Start of Extract provided

How are brain aneurysms treated?

How are brain aneurysms treated?

Surgery and/or endovascular therapy are the treatment for brain aneurysms, whether they are ruptured or unruptured.

Open surgical (microvascular) clipping

During this procedure, your surgeon cuts a small opening in your skull to access the aneurysm. Using a tiny microscope and instruments, your surgeon attaches a small metal clip at the base of the aneurysm to pinch it off. This blocks blood from flowing into the aneurysm. The surgery can stop a brain bleed or keep an intact aneurysm from breaking open. Recovery time is different for ruptured (several weeks to months) and unruptured (usually two to four weeks) aneurysms. This procedure is considered to be durable with a low recurrence rate.

Endovascular therapy (coil embolization, stenting, balloon remodeling, flow diversion, intraluminal web device)

For this procedure, your surgeon doesn’t need to create an opening in your skull. Instead, a doctor inserts a catheter (a flexible tube) in a blood vessel, usually in the groin or wrist, and threads it to your brain.

Through the catheter, your doctor places a ball of wires (it looks like a tiny ball of yarn), most often made of platinum, in the aneurysm, sometimes with the help of small stents or balloons. Recently another small device (called Web), which looks like a mesh ball, made of nickel titanium, also became available, and works in a similar fashion as coils. Both methods result in blood clot formation around and inside the wire ball or web device, and block blood flow into the aneurysm, reducing or eliminating the risk of rupture.

Another technique, called ‘flow diversion’ also involves weaving a catheter up a blood vessel from the groin or wrist to the brain. Then your doctor uses the catheter to place a mesh tube in the part of the blood vessel that contains the aneurysm. The mesh encourages or diverts the blood to flow over instead of into the aneurysm.

Your doctor will recommend the best treatment option(s) to you based on and tailored to your vascular anatomy, aneurysm size and location, and several other characteristics.

Just like with open surgery, recovery time can be several weeks to months for ruptured aneurysms. However, a much shorter recovery, only a few days, is expected for unruptured aneurysms treated with endovascular therapy. Depending on the specific endovascular method, some may have a low risk of aneurysm recurrence.

End of Extract provided
Start of Dataset excerpts

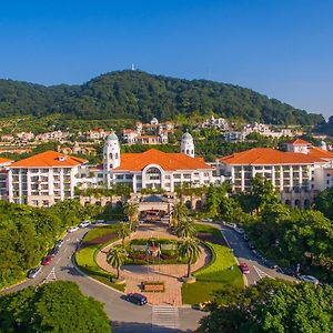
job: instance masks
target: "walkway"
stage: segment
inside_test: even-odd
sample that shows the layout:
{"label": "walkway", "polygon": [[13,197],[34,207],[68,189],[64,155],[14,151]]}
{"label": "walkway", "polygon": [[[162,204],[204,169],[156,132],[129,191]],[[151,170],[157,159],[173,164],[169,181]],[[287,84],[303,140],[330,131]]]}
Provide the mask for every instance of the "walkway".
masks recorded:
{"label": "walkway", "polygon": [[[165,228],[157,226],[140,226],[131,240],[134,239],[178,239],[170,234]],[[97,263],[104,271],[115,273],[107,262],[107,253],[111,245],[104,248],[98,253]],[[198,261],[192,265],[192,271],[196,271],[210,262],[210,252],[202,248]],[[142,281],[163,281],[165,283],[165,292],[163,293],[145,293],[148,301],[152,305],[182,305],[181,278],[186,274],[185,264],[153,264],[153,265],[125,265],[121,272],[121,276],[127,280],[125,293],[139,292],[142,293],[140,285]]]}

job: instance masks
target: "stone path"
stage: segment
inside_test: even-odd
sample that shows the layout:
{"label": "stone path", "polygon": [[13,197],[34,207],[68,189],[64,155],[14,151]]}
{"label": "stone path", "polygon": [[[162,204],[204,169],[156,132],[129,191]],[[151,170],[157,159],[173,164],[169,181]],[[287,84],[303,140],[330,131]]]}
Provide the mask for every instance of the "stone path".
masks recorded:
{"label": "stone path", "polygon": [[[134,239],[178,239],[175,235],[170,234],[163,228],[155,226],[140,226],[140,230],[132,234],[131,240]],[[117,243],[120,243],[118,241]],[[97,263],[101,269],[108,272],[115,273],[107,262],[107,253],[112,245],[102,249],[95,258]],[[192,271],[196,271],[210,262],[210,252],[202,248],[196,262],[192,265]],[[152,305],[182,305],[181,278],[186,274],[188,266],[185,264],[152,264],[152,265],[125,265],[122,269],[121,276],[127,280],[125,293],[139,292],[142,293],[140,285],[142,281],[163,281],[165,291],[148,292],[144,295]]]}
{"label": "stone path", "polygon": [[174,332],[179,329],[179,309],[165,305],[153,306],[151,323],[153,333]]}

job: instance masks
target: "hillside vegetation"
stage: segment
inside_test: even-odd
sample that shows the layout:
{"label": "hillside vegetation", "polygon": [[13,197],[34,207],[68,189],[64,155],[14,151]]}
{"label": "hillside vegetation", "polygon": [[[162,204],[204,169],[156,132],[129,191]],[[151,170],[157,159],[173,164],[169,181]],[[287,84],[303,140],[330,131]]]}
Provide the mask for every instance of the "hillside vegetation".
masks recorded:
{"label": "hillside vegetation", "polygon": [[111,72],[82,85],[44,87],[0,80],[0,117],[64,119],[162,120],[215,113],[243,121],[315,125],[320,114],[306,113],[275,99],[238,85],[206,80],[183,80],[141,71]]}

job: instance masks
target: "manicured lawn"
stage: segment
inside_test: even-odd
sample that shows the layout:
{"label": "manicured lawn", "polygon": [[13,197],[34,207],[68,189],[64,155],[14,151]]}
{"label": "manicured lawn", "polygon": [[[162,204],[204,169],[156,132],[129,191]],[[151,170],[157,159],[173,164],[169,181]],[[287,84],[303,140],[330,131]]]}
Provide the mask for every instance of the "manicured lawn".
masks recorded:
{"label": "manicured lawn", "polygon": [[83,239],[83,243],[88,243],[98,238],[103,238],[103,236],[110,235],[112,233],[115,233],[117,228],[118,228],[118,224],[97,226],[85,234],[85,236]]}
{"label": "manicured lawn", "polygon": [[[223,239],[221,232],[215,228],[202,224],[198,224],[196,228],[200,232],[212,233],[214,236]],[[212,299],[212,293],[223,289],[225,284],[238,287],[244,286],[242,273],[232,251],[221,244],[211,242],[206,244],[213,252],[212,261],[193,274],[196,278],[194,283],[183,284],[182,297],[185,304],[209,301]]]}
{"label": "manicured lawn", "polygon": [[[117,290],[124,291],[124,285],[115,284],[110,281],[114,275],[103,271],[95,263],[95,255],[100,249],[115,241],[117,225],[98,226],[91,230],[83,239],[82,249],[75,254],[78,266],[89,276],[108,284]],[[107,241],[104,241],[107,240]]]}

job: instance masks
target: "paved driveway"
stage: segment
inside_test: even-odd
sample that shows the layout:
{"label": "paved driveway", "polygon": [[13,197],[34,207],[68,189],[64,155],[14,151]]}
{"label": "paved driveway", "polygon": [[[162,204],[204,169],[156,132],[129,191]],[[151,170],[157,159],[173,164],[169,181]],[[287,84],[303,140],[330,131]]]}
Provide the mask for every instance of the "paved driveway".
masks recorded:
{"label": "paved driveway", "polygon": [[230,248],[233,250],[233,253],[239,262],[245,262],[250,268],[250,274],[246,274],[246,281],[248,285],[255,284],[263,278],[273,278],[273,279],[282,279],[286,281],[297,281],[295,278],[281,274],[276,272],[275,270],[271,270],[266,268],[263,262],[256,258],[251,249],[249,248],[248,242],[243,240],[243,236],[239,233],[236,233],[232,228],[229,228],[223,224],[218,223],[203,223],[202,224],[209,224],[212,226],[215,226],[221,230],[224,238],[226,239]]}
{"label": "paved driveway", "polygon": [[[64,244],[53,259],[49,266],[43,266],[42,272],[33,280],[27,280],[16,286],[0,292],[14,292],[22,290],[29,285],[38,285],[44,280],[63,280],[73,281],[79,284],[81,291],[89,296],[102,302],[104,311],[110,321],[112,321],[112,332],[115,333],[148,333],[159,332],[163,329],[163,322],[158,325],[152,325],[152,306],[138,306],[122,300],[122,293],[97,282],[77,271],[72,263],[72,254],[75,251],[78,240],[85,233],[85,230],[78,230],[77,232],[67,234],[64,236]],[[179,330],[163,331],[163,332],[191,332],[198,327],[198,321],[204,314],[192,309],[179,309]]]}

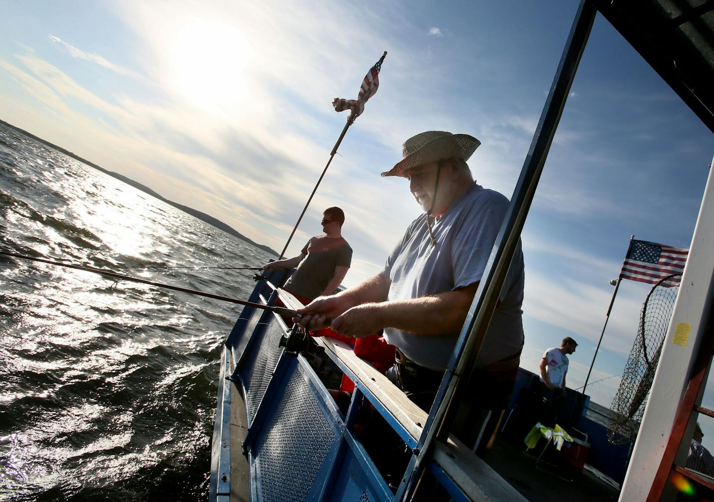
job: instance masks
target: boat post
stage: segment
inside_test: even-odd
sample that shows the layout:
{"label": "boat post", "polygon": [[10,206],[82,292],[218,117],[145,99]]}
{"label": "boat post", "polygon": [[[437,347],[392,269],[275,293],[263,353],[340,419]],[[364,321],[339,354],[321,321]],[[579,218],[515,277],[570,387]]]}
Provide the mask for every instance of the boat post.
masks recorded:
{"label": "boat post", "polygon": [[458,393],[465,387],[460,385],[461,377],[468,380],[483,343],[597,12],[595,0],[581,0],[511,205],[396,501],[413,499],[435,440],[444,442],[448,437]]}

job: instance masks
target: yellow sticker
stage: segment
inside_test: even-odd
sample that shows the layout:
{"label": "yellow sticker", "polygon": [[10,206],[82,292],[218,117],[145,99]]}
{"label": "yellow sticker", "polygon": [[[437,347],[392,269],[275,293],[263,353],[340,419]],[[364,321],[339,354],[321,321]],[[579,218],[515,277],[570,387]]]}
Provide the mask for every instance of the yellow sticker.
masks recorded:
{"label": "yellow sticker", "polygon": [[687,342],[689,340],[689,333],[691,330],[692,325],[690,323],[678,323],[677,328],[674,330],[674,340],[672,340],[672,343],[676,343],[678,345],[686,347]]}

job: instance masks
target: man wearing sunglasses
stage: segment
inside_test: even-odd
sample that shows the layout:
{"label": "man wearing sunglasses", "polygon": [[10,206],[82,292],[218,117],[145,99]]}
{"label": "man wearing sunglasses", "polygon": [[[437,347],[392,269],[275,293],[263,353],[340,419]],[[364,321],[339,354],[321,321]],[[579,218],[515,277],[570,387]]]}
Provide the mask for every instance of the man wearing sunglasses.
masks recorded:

End of Dataset excerpts

* [Exercise]
Repeat the part of the text on brain aneurysm treatment starting at "During this procedure, your" and ending at "intraluminal web device)". The stored data plays no part in what comes next.

* [Written solution]
During this procedure, your surgeon cuts a small opening in your skull to access the aneurysm. Using a tiny microscope and instruments, your surgeon attaches a small metal clip at the base of the aneurysm to pinch it off. This blocks blood from flowing into the aneurysm. The surgery can stop a brain bleed or keep an intact aneurysm from breaking open. Recovery time is different for ruptured (several weeks to months) and unruptured (usually two to four weeks) aneurysms. This procedure is considered to be durable with a low recurrence rate.

Endovascular therapy (coil embolization, stenting, balloon remodeling, flow diversion, intraluminal web device)